Items listed in a dataset –

[Start of Attachment]

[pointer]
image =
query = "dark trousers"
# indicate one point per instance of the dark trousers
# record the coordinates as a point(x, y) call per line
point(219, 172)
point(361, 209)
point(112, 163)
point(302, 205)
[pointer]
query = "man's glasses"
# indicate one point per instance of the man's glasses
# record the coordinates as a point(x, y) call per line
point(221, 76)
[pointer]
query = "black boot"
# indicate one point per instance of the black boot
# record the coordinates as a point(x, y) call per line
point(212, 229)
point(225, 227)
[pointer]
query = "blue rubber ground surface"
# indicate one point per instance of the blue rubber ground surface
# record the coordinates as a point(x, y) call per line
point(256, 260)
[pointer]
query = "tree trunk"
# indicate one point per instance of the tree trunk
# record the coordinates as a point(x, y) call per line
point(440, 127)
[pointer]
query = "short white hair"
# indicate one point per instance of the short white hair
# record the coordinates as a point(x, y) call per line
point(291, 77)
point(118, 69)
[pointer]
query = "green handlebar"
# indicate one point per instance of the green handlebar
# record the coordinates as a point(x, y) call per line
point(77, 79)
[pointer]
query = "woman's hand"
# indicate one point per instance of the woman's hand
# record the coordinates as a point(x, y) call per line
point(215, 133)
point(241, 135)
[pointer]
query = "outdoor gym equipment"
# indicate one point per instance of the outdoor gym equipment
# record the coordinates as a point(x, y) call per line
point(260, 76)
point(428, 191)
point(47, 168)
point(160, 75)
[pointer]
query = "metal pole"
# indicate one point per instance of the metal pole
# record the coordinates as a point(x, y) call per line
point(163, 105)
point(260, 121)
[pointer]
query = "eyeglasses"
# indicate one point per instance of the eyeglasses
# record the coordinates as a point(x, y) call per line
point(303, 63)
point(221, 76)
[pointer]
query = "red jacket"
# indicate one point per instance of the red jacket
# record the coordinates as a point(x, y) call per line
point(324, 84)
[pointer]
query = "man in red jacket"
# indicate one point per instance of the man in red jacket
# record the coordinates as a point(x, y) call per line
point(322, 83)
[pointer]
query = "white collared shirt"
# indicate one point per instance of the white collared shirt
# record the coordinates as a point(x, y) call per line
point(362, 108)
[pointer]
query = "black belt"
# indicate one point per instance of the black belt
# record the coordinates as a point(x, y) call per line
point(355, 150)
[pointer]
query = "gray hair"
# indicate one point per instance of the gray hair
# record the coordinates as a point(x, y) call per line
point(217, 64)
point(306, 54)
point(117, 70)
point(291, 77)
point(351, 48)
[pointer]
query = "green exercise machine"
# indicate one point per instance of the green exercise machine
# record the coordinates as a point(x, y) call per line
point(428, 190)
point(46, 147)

[End of Attachment]

Work instruction – The lines above should be printed again, exactly as they are.

Answer to this task –
[pointer]
image =
query = "dark trousers"
# indicate one point per instance of the dark trousers
# record the coordinates as a point(x, y) call per line
point(219, 172)
point(361, 209)
point(112, 163)
point(302, 205)
[pointer]
query = "man's glasses"
# indicate one point per instance of the man's glasses
# record the coordinates as a point(x, y) call per line
point(221, 76)
[pointer]
query = "black boot"
# indicate one point per instance of the black boot
# record the coordinates as a point(x, y) call per line
point(212, 229)
point(225, 227)
[pointer]
query = "blue rubber ground surface"
# indicate one point per instance of the blue rubber ground surface
# record the coordinates as a point(x, y) call per line
point(256, 260)
[pointer]
query = "tree trunk"
# indicate one point per instance of the tree trunk
# record the coordinates as a point(x, y) call per line
point(440, 127)
[pointer]
query = "short white hair"
# indicate one point per instance of the short white hair
# record the coordinates as a point(x, y) call per line
point(291, 77)
point(118, 69)
[pointer]
query = "green handlebar"
# indicate one point per instance of the green handlebar
# record the coordinates as a point(x, y) call per line
point(77, 79)
[pointer]
query = "woman's hand"
# indicate one point per instance of the woman's hand
# record the coordinates as a point(x, y) call per line
point(215, 133)
point(241, 135)
[pointer]
query = "outdoor gym equipment"
# indicate one point per instance of the outdoor gym equipment
# record the coordinates as a point(x, y) call per line
point(260, 76)
point(428, 191)
point(47, 168)
point(160, 75)
[pointer]
query = "metal pole"
# indicate one point per instance of the metal pole
# record the coordinates as a point(x, y) call per line
point(163, 105)
point(260, 121)
[pointer]
query = "eyeglasses"
# indicate one point per instance of the eyeglasses
# record the coordinates as a point(x, y) call per line
point(303, 63)
point(221, 76)
[pointer]
query = "red jacket"
# indicate one point per instance of the red jacket
# record the coordinates as a point(x, y) call per line
point(324, 84)
[pointer]
query = "man in red jacket"
# indicate one point per instance of the man in red jacket
# record the coordinates as a point(x, y) call per line
point(322, 83)
[pointer]
query = "white collared shirt"
# indicate one point per instance of the white collared shirt
# record the coordinates as a point(x, y) call per line
point(362, 108)
[pointer]
query = "black belt"
# indicate one point per instance of the black belt
# record the coordinates as a point(x, y) call per line
point(355, 150)
[pointer]
query = "gray hair"
# indicate one point per instance of the gray hair
# record the coordinates as a point(x, y) call per line
point(217, 64)
point(306, 54)
point(117, 70)
point(291, 77)
point(351, 48)
[pointer]
query = "green exercise machine"
# indicate one point per instance of the green exercise machine
# record the coordinates as a point(x, y) call per line
point(428, 190)
point(46, 147)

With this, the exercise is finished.